▶ [TASKS]:
A. Rewrite the aphasia recovery account between "I always called" and "to the sky.", inclusive, substituting "toothpaste" for "shaving cream".
B. Resume the aphasia recovery account after its final sentence.

▶ [EXTRACT PROVIDED]:
I always called Wayne, Weenie and sometimes Walrus. But then one morning, three months later, I was sitting in the kitchen looking over the ocean with the beautiful colors on the sky and felt so wonderful that I said very out loud, screaming to him, "Come, you have to see this beautiful morning, Wayne!"
He came running, his face full with shaving cream. He was afraid that something had happened to me. I think he was crying. "What did you say?"
"Beautiful morning," I pointed to the sky.
"No, no, what did you say?"
"Huh? I called you, WAYNE!" He couldn't believe this. I had said his name -- laughing -- "Waayyynnneee!"
A few days later, Martha was thinking that I was going to be okay since I have learned a lot in those months. As always, they felt that I was still a miracle. I was supposed to stop the speech therapist after four months, but Martha asked the doctors to keep me in the therapy when one day, she placed some index cards for me to try say the words: "I-am-Bil," and my address and telephone number and my age. She laughed. I didn't know why. "I know I'm 51," woman! I thought she had lost her mind, but she told me I made a mistake.
"How old are you?" she asked, pointing the card.
"I-I--aaammm-tweeeennttttyyy -- oooneee."
She laughed again. "No! You are not 21, Bil. You are fifty-one!"
Huh? She wrote the numbers. "Yeah," I tried to say, "dats wha I am."
"No," she said. "You are 51 but you say," she wrote the new numbers, "you are twenty-one." I laughed and we both laughed -- right away, we became very, very good friends. So now when we get together after 4 years, she will still ask me how old I am and I tell her -- "I am still 21!"
I also had to go to see a neurologist in the clinic once a month. I hated that because that doctor wasn't worth a dime. He never asked questions of how I was doing, just put a quick note on my file and sent me home. All he did when he was in the clinic was talking on the phone and then went to the bathroom to check his moustache and looking at himself in front of the mirror, as if he wants to kiss himself. Also sometimes I would get new neurologists and they always asked what is wrong with me today. I tried to tell them that I came here because I have an appointment and then they have to try to read my longer files. One day I told the new neurologist when he asked what was wrong with me, "Having problems with my toe today."
The dummy neurologist told me I was in the wrong clinic. I screamed. "Why the hell don’t you read the files before you see the patient. Just read what happened to me!" I pointed a page where it shows Rifkinson's report: an aneuryms operation, brain stroke and Aphasia. Then I decided that I just wanted to see Dr. Rifkinson, and I did all the time. Whenever I had to go to the clinic, I would look for him and he took care of me. He always checked my eyes, my ears and how I was walking and trying to talk. At that moment, he suggested that I try to read simple things like the comics or try to write and use a recorder to listen to the words and try to say them. I also told him that my right side is numb and he didn't know that but that is nothing they can do for that. He told me I would eventually get better.

▶ [GIVEN INFORMATION]:

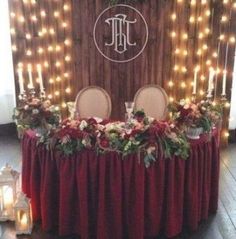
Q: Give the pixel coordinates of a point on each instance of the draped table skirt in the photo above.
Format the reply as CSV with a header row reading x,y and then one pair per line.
x,y
105,196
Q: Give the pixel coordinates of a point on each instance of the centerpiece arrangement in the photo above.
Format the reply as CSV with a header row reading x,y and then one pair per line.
x,y
196,118
139,135
38,114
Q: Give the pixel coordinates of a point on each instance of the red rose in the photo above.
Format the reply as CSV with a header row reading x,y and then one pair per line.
x,y
104,143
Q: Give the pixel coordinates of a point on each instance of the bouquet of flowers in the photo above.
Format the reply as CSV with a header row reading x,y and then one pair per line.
x,y
36,114
190,115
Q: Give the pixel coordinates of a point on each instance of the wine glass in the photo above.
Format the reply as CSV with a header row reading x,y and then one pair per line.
x,y
129,106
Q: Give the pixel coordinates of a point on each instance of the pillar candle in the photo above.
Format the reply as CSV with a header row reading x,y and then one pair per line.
x,y
21,80
39,69
210,82
31,86
195,80
224,83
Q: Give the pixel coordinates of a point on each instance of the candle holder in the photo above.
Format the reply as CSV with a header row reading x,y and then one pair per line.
x,y
32,92
194,98
22,97
42,95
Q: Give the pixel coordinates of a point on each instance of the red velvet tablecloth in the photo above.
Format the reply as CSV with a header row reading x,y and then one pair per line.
x,y
106,197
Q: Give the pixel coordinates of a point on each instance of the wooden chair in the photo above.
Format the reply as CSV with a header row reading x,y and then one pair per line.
x,y
93,101
153,100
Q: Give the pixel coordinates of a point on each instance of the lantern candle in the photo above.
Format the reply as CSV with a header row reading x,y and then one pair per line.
x,y
210,82
39,69
195,80
21,80
31,86
23,215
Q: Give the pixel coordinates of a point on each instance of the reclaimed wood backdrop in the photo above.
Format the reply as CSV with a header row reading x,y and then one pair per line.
x,y
60,38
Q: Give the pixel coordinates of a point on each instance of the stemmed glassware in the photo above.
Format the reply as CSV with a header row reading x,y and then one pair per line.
x,y
129,106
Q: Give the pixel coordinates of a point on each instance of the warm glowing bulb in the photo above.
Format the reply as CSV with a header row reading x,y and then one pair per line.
x,y
226,134
64,24
28,52
12,14
57,64
203,78
28,36
21,19
13,31
207,31
208,13
222,37
68,90
46,64
67,58
51,31
58,48
34,18
177,51
57,93
66,7
173,16
67,42
215,55
50,48
183,85
43,13
232,39
185,36
176,68
58,79
192,19
170,83
199,19
205,47
14,48
51,81
40,50
56,14
173,34
66,74
63,105
224,18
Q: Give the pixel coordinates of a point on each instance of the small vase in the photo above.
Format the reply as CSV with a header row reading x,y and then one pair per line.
x,y
194,133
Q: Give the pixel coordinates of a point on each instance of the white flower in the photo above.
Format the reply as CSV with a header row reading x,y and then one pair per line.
x,y
182,102
35,111
151,149
83,125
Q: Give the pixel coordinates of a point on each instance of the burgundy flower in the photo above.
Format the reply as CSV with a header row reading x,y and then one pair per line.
x,y
104,143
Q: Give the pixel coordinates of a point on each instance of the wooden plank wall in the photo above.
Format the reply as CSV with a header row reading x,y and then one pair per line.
x,y
154,66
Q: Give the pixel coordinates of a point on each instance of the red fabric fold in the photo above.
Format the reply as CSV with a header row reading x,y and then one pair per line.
x,y
107,197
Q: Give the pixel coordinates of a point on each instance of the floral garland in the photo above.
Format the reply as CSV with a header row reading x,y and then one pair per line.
x,y
37,114
141,135
205,114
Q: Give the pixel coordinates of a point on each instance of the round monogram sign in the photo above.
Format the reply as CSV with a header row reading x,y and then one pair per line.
x,y
120,33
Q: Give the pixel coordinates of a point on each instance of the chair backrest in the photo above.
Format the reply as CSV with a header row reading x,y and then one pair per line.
x,y
93,101
153,100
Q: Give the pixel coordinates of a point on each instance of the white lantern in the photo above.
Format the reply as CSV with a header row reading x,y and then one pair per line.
x,y
23,215
9,180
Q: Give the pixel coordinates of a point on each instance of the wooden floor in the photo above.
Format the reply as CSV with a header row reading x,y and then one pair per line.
x,y
219,226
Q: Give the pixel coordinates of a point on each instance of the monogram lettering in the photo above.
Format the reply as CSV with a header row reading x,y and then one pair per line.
x,y
120,28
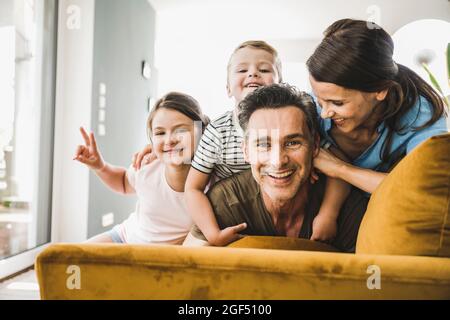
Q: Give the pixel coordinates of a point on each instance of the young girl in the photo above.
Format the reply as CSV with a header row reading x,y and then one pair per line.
x,y
161,216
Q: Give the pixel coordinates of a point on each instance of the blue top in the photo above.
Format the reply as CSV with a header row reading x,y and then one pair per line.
x,y
402,142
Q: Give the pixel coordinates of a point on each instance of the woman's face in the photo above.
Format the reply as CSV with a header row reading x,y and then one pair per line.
x,y
348,109
173,137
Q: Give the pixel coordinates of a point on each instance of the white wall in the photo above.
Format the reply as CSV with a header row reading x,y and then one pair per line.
x,y
73,108
196,37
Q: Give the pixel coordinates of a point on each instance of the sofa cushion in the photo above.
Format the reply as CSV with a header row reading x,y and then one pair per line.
x,y
408,214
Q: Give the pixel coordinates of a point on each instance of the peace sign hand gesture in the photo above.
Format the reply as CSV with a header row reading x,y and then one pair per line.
x,y
89,154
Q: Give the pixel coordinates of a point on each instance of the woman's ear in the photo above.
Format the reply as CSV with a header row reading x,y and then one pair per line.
x,y
244,147
381,95
228,91
316,149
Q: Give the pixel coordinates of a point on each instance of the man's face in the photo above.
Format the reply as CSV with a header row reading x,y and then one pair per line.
x,y
280,149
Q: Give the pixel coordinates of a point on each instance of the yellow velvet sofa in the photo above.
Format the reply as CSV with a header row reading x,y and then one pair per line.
x,y
402,252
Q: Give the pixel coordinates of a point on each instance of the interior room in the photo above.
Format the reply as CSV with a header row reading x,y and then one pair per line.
x,y
103,65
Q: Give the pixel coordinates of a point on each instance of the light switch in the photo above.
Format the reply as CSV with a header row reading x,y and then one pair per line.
x,y
102,89
101,115
107,219
102,101
101,129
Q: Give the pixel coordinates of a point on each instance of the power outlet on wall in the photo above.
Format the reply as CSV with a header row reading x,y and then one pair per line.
x,y
107,219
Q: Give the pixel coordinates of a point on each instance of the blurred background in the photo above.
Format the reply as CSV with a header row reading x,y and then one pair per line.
x,y
102,64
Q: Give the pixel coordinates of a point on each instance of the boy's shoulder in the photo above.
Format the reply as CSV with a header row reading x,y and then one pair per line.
x,y
224,120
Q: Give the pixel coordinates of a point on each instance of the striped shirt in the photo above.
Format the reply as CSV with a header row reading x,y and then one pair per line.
x,y
219,151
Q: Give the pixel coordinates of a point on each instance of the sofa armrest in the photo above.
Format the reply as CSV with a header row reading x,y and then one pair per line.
x,y
114,271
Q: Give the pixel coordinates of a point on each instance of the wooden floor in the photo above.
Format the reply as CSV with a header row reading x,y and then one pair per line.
x,y
21,287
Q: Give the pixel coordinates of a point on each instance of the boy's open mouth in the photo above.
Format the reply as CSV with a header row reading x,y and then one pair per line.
x,y
253,85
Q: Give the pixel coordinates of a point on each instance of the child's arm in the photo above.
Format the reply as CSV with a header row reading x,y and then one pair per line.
x,y
336,192
325,223
202,213
113,177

▶ [SET OF ANSWERS]:
A.
I always called Wayne, Weenie and sometimes Walrus. But then one morning, three months later, I was sitting in the kitchen looking over the ocean with the beautiful colors on the sky and felt so wonderful that I said very out loud, screaming to him, "Come, you have to see this beautiful morning, Wayne!"
He came running, his face full with toothpaste. He was afraid that something had happened to me. I think he was crying. "What did you say?"
"Beautiful morning," I pointed to the sky.

B.
Those first months, Edward my nephew would take me to the hospital for appointments with Martha and the Occupational therapist, Zelda, where I had to use my hands making macrames. Zelda was wonderful also since she told me to take use small memo books so I could try to write words that I didn't understood. I was also hoping that I could go back to work on the bar so Zelda decided to make a bar in her office for me. It was fun. We had to use Monopoly money. Edward and a new person in her office would ask for a beer and I would give it to them. I knew exactly the beers, but the problem was that I would tell them it was $2.25 and they would give me a $10 bill and I would give them too much money back, like sometimes $10 became a $20 or $50 and I couldn't add at all. Yet one day, she put an IBM Selectric in her office for me because she felt that it would be good for me to try to write. And it was wonderful.
Edward had to stay with me every day while Wayne was working, since I could not be alone, and my sister, Flora, stayed with me one day every week. There they always gave me quizzes with the words. I really wanted to be alone at home, probably because they thought I wanted to kill myself or if I could go out alone and get lost or have a seizure or something. But the funniest thing is that they were always afraid when I had to take a nap. Sometimes I would wake up and they were looking at my body and they were embarrassed. I had to laugh, so finally they told me that they were afraid I may have died in my sleep from a heart attack or some seizure.
Eventually, I told Wayne one day I love them for what they are doing for me but at that moment, I am feeling so much better and I can stay home alone (especially after I left them, Edward and Flora and even Wayne sometimes to go somewhere else). I guess that the most important day is that when Edward did not appear in my apartment while I had to see Martha for an appointment. Immediately, I took a taxi to the hospital and I knew how to get there. Wayne was happy and so was I.
Those were my caregivers and I love them a lot. Yet it is sad that no one, family or friends, never tried to call me to see how I was doing, from New York or even neighbors. But Randy went to see me again two months later and my nephew Carlos, Flora's son, who lives in New York went to visit me in Puerto Rico. Carlos and I had been in several adventures, like to White Mountains and a Penebscot River canoe trip. When he went to see me in Puerto Rico, I took him with Flora and Frank to hike into the Mina Falls in the rainforest. Flora was afraid that I would not be able to do it, and she was right. The next two days I was feeling terrible, no strength at all. Yet at least, at that time I had tried to use the computer again, trying send e-mails but I always had problems, because I couldn't read what the computer was saying, Carlos was good for me to learn it again to send emails.
The best long-distance caregiver was Marcia, Wayne's mother. I had always hated the phone in my life, but then one Sunday, as Marcia always calls to Wayne, Wayne wasn't in the apartment and I had to answer the phone. I couldn't talk at all and I didn't know what to do and tried to tell her that Wayne was out. So what did she do? Love that Marcia (right on the photo - Roz (Marcia's sister) on the left side and Wayne in the center). She told me, well since she called, I had to try to talk to her (she lives in Long Island).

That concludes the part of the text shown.